EXERCISE TASK:
List every line of the items below that contains the string "leaf". Case counts, so match the string only with the same capitalization.

(Extracted records)
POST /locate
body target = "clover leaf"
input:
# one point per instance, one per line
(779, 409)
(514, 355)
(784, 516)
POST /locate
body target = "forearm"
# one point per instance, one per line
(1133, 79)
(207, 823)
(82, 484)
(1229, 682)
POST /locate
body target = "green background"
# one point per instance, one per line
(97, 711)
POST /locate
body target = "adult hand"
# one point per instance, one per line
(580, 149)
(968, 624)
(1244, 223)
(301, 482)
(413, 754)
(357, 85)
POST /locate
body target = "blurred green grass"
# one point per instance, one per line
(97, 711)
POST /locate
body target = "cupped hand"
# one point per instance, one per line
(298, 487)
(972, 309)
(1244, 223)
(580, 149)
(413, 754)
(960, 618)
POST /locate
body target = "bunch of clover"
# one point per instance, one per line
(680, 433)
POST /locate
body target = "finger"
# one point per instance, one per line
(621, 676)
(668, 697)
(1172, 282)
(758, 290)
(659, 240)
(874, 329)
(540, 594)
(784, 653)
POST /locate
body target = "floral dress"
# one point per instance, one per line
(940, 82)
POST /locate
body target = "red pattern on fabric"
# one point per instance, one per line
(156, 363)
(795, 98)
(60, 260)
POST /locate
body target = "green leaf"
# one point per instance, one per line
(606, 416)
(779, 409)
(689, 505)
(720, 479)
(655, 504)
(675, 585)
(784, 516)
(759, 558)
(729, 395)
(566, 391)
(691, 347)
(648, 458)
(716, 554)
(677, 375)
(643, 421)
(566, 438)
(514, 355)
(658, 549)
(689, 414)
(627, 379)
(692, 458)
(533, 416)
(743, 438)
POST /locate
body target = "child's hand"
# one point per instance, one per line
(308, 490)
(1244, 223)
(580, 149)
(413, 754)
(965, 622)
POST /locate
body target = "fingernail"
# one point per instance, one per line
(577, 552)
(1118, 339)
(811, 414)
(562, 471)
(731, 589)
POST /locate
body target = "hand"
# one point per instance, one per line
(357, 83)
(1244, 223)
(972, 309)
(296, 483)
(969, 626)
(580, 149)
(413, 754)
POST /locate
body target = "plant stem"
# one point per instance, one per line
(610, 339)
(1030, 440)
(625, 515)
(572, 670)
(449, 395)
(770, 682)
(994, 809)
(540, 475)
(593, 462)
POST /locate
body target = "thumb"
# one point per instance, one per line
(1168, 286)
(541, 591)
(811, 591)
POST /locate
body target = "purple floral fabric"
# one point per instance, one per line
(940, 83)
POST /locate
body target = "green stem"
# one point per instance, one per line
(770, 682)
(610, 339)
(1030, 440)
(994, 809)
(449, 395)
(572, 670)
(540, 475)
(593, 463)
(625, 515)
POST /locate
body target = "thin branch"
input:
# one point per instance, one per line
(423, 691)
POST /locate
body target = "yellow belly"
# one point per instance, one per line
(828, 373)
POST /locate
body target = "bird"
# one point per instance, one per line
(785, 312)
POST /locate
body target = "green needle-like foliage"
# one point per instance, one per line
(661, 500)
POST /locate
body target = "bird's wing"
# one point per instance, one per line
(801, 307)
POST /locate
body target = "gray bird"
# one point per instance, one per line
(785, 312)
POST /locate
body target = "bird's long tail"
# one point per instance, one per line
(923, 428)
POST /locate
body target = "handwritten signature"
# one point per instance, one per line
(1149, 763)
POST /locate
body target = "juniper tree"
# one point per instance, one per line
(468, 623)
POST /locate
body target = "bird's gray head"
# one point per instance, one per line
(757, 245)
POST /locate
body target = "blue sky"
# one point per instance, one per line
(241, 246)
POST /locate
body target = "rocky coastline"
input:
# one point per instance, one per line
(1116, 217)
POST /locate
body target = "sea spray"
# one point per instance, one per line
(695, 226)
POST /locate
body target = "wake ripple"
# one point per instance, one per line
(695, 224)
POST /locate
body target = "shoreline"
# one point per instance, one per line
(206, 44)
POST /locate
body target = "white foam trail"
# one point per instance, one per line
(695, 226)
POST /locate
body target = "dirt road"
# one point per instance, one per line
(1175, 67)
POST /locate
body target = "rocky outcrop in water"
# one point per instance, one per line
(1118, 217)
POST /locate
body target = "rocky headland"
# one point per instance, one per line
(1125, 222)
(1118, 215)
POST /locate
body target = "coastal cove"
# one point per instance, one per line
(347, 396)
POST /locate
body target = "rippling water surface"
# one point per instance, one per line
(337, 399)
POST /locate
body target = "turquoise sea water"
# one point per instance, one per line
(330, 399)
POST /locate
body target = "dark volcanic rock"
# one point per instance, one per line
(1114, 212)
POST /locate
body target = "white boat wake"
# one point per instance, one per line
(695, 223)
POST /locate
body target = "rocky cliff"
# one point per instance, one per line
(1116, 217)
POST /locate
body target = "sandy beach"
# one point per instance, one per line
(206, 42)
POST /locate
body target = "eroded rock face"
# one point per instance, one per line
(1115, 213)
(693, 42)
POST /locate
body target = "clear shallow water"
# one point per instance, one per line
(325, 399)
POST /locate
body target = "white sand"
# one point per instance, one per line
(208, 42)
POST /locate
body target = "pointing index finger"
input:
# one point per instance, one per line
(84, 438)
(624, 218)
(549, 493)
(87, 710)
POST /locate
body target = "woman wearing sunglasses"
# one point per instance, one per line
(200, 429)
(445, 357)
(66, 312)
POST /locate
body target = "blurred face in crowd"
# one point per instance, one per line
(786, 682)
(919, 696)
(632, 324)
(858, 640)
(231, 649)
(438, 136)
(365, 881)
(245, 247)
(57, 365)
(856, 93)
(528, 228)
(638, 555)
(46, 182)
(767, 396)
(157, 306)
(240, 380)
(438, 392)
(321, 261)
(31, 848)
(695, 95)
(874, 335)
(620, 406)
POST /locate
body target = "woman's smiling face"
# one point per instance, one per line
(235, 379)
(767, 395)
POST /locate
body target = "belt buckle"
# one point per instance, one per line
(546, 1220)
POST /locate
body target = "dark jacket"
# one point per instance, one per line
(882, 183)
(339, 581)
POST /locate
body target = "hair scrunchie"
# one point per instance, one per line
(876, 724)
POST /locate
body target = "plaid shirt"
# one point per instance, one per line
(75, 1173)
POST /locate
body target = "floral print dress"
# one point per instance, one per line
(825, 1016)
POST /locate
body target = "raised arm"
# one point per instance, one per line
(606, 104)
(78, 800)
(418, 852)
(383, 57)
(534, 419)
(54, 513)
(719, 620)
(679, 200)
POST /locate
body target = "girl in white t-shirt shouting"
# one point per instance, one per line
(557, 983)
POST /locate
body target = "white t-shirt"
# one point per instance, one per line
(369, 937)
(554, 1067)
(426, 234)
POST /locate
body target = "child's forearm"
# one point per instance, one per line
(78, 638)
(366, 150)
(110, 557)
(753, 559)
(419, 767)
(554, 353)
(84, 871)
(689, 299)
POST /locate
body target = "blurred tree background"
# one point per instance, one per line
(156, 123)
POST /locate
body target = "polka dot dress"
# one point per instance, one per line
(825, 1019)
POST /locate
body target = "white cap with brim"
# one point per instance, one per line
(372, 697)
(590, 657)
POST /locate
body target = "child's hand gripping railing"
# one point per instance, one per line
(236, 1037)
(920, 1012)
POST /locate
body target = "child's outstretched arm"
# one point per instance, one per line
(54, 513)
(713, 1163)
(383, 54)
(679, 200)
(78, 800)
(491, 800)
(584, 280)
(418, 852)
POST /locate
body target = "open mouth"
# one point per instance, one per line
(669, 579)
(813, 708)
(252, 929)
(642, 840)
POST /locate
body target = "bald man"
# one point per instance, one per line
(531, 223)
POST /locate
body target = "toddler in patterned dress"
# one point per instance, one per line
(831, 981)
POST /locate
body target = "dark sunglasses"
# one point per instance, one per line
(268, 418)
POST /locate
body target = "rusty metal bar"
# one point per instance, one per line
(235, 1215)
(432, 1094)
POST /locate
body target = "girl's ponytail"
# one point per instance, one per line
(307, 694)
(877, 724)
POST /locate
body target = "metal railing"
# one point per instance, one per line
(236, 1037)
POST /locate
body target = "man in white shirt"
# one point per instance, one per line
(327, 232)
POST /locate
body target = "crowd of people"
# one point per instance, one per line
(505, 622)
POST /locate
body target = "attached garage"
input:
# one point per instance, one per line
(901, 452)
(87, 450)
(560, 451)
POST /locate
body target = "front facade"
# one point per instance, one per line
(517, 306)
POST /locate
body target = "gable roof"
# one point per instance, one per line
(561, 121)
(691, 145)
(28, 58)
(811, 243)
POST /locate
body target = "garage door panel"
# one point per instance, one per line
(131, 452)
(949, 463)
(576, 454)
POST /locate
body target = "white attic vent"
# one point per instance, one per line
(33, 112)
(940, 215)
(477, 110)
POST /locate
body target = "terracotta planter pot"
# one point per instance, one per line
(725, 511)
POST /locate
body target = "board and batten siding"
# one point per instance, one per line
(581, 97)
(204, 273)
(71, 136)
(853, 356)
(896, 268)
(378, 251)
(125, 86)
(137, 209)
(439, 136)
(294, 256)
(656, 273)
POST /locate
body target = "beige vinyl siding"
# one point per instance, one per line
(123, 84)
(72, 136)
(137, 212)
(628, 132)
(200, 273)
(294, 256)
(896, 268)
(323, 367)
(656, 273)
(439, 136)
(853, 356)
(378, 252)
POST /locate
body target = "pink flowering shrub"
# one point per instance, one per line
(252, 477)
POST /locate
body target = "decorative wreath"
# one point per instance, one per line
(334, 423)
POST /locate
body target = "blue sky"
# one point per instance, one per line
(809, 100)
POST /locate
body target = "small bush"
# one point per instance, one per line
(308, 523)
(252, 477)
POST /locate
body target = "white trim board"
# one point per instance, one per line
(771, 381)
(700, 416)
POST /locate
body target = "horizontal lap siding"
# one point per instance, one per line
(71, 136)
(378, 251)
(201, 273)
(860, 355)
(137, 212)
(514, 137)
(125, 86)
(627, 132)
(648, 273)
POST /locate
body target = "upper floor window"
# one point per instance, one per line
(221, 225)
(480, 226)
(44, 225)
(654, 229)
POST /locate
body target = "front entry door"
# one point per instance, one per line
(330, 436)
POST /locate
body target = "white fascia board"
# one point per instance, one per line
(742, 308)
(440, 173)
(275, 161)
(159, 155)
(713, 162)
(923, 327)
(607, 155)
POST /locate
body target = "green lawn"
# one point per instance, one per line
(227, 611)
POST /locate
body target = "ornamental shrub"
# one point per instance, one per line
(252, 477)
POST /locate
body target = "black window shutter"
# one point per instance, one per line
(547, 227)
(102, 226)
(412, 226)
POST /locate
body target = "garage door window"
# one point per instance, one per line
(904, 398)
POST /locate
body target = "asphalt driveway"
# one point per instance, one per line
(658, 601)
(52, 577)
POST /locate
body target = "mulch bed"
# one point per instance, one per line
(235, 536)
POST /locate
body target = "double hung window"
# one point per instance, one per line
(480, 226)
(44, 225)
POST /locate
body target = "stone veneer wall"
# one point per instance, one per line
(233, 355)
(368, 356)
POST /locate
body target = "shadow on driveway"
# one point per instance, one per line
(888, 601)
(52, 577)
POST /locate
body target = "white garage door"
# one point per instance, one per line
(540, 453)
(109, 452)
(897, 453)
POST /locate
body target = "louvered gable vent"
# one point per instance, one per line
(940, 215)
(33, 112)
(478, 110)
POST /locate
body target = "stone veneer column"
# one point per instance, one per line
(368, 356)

SOLUTION TO THIS EXERCISE:
body target = "clover leaf"
body target = "green leaf"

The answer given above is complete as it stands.